Please reproduce the fungal materials passage between "Implications for Materials" and "being actively investigated.", inclusive, swapping "sensing dimension" for "monitoring dimension".

# PASSAGE TO READ
⁂

For engineering, this suggests something worth paying attention to: system designs that are resilient by structure rather than by redundancy — capable of functioning even when individual components fail, because there is no single point of failure to begin with.

Implications for Materials and Built Environments
The application space extends beyond robotics. Mycelium-based materials are already being developed as lightweight, biodegradable structural components — packaging, insulation, architectural panels. What the biohybrid research adds is a sensing dimension. Materials that were previously passive could, in principle, become responsive.
A wall panel that detects moisture accumulation. A structural element that signals stress before visible damage appears. A building material that provides real-time feedback on the conditions it is embedded in. Each of these remains speculative. But the underlying mechanism — mycelium as a distributed sensor within a solid material — is being actively investigated.
The trajectory points toward built environments where the boundary between structure and sensor dissolves.
Limits and Reality Check
Fungal biohybrid technology is early-stage research. The gap between laboratory demonstration and deployable system remains significant, and it is worth being precise about what that gap contains.
Signal variability is a genuine challenge. Biological systems do not behave with the consistency of engineered components, and that inconsistency compounds across environmental fluctuations, growth stages, and organism-to-organism differences. Standardization — a basic requirement for any technology that moves from lab to product — is difficult when the core component is alive and responsive to its surroundings.
Long-term stability presents a separate problem. Living systems age, respond to stress, and eventually die. Engineering around that lifecycle requires approaches that have no direct precedent in conventional materials science.
These are not reasons to dismiss the field. They are the actual problems the field is working on.
Rethinking What Materials Can Be
There is a deeper implication running through this research — one that extends beyond any specific application. For most of technological history, materials have been chosen for their inertness: their ability to hold a fixed form, resist change, and perform predictably over time. Fungal systems invert that logic. Their value comes precisely from their responsiveness — from the fact that they change.
That reframing changes what questions engineers should be asking. Not just: how stable is this material? But: what can this material detect? What can it do as conditions shift?
The boundary between living and engineered systems is not fixed. It is becoming a space where new kinds of functionality are being worked out — one electrode, one signal, one carefully grown mycelial thread at a time.
FAQ
Can fungi actually control robots? No. Fungi generate electrical signals that engineered systems interpret and act on. The control logic remains entirely within the human-designed framework.
What is mycelium? Mycelium is the network of filament-like structures that forms the main body of a fungus — typically hidden within soil, wood, or other substrates, and often far more extensive than the visible fruiting body above.
Why are fungi used in these systems? Because they respond to multiple environmental variables simultaneously and generate measurable electrical signals — capabilities that make them useful as biological sensors in ways conventional materials cannot replicate.
Are fungal robots available now? They exist as experimental research platforms. Commercial or industrial deployment is not yet practical.
Could fungi be used in buildings in the future? Research is actively exploring mycelium-based materials as both structural elements and environmental sensors. Practical applications remain in development.

⁂

# DATA
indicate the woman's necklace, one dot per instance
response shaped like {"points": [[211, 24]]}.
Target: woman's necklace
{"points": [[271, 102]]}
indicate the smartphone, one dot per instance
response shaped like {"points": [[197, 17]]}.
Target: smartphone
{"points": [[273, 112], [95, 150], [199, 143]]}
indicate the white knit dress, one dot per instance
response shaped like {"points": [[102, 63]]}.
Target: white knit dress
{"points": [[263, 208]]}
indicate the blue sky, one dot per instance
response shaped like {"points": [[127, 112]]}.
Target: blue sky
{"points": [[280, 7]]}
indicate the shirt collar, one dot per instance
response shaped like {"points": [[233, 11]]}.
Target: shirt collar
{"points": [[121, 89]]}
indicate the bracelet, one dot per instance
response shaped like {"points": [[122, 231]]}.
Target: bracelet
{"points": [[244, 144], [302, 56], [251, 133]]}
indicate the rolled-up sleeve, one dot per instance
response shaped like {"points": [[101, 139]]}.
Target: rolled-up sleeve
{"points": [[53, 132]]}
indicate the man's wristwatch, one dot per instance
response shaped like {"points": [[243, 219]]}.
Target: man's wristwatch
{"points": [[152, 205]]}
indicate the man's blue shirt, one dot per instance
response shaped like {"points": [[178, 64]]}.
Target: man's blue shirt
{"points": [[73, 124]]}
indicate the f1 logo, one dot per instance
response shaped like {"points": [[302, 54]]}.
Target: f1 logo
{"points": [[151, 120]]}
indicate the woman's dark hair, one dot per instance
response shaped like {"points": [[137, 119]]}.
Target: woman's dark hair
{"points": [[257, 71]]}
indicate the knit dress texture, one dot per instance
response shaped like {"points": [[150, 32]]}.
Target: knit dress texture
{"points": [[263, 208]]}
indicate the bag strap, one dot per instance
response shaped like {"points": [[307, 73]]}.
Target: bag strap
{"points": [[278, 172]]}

⁂

# TASK ANSWER
Implications for Materials and Built Environments
The application space extends beyond robotics. Mycelium-based materials are already being developed as lightweight, biodegradable structural components — packaging, insulation, architectural panels. What the biohybrid research adds is a monitoring dimension. Materials that were previously passive could, in principle, become responsive.
A wall panel that detects moisture accumulation. A structural element that signals stress before visible damage appears. A building material that provides real-time feedback on the conditions it is embedded in. Each of these remains speculative. But the underlying mechanism — mycelium as a distributed sensor within a solid material — is being actively investigated.